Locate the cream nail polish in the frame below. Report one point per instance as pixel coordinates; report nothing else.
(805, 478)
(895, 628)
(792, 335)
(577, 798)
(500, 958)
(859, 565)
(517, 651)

■ ■ ■ ■ ■

→ **EXERCISE**: Rewrite the material above with "glitter nail polish" in place of "cream nail polish", keeping everything else unchanged.

→ **TASK OUTPUT**:
Locate the glitter nail polish in the frame below. Report one point per instance as pixel coordinates; report nothing else.
(805, 478)
(895, 628)
(792, 335)
(577, 798)
(500, 958)
(859, 565)
(517, 651)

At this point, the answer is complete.